Reading text:
Mrs. Dev said that she did not want to stand there and watch her throw her education away with her wild and carefree lifestyle.

“I brought her over here for a better life, I did not want to watch her throw her life away,” she said.

“She lied, she was angry at us, but she tried to retract that,” Mrs. Dev added.  She argued that the police’s job is to investigate the facts and decide who is lying and who is telling the truth, “but that didn’t happen here.  If you watch the video interview the first time this man speaks to her, she said, I would like to talk to my mom about this.  He replied ‘that won’t be good for the case.’ “

“He had already made it a case,” she added.

The DA, in their case, argued that Mr. Dev had raped his adopted daughter between 1999 and 2004.

The victim had been officially adopted by Mr. Dev and his wife in December of 1999 and, according to the victim’s testimony, Mr. Dev began inappropriately touching her within the first couple of weeks of her arrival and later progressed to forced sexual assault and rape on a weekly basis.

What you will do:
1. Sum up the account of the Dev case in two sentences.
2. Go on with the account of the Dev case, starting after its last sentence.

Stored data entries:
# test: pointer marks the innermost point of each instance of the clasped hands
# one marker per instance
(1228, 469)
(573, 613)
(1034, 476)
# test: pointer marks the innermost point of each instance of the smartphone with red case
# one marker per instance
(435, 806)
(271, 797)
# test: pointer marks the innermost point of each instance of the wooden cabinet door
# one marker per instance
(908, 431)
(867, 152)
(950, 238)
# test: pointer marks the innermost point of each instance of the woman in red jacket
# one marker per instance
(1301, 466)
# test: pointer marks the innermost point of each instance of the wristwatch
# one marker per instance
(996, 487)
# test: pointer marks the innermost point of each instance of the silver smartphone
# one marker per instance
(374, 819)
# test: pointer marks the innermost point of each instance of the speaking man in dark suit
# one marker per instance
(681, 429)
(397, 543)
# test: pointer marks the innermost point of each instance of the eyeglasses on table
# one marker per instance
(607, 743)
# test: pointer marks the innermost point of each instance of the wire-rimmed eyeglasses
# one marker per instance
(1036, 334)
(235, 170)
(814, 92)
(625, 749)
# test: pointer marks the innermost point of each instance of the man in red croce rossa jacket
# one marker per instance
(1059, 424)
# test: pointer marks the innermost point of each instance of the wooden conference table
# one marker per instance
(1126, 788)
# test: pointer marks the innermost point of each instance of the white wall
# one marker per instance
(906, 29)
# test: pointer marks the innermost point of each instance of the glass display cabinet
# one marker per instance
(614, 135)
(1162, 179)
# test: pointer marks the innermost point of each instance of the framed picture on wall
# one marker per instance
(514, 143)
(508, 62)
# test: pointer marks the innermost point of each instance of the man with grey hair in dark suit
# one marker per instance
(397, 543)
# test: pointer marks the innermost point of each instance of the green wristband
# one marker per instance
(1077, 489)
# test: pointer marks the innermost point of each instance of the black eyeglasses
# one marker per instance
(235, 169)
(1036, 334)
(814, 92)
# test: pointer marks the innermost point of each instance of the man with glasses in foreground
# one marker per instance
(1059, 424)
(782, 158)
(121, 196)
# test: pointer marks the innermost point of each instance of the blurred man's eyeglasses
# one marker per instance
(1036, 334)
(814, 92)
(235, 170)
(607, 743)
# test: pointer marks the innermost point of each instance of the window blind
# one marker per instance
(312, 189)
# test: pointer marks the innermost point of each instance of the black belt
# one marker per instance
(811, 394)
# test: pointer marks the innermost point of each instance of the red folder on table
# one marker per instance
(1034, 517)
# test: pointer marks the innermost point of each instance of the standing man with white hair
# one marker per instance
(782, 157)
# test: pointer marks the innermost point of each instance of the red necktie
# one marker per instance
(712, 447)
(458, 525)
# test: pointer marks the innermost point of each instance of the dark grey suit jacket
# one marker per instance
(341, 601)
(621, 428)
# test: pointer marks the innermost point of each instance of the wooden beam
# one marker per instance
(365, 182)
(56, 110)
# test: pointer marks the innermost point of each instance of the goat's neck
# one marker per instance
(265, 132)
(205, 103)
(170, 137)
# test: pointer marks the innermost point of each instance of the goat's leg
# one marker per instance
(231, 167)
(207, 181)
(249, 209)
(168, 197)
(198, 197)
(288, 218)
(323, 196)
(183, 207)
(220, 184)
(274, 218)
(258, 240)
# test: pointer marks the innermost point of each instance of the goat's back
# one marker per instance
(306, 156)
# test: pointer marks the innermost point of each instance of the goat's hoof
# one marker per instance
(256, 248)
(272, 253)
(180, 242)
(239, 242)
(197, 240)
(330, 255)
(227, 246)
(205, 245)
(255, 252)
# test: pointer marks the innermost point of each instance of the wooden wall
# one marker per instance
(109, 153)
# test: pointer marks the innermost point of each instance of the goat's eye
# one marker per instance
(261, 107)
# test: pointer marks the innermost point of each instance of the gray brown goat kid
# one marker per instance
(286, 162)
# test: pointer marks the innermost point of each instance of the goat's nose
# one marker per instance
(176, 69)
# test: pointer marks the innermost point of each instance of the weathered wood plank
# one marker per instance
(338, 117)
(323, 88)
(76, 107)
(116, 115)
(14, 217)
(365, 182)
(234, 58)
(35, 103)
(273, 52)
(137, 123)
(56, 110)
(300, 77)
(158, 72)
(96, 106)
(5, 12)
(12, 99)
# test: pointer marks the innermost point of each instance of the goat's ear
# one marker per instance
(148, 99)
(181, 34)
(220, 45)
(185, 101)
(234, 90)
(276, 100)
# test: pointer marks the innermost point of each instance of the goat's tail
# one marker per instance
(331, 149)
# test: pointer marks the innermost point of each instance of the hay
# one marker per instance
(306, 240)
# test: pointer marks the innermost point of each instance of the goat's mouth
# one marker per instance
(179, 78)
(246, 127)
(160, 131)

Numbered responses:
1. Mrs. Dev said she brought her adopted daughter over for a better life and claimed the daughter lied out of anger and tried to take it back, faulting the police for not finding out who was telling the truth. The DA argued that Mr. Dev raped his adopted daughter between 1999 and 2004, after she was officially adopted in December 1999.

2.
The assaults, the DA alleges, continued after the victim turned 18 and was attending Sacramento City College but still lived in the Dev household. The victim moved out of the home in December of 2004, and the prosecution said Mr. Dev continued to try to sexually abuse the victim and even offered to pay her to do so. Mr. Dev threatened to get a gun and shoot himself and the victim if she didn’t allow him to continue to abuse her, which ultimately led to the victim reporting the situation to law enforcement.

The trial lasted for two months. After the jury deliberated for one week, Mr. Dev was convicted of 76 felony counts including 23 counts of forcible rape; 23 counts of forcible sexual assault; 27 counts of lewd acts with a minor; and 3 counts of attempting to dissuade a witness. The jury hung on three of the counts and returned not guilty verdicts on 13 others.

Critical to the evidence was Detective Mark Hermann of the Davis Police Department, who, while interviewing the victim, had her call the defendant on the phone. According to the DA’s account, “During the recorded phone call, the victim engaged him in a conversation about the abusive relationship and whether she should tell her school counselor that he, Mr. Dev, was the cause of her three abortions. What ensued was a conversation where Mr. Dev admitted the abuse and ultimately tried to talk the victim out of reporting it.”

Dev-2yr-1aThe family tells a different story though.  They argue that the conversation which meandered between English and Nepalese included numerous emphatic denials by Mr. Dev, and that the so-called admission was in fact a hypothetical taken out of context but mistranslated by the court.

On Wednesday, the family laid out their own version of events.

Terry Easley, sister-in-law to Ajay said that she was not related to either the accused or the accuser and that she had an equal relationship to both.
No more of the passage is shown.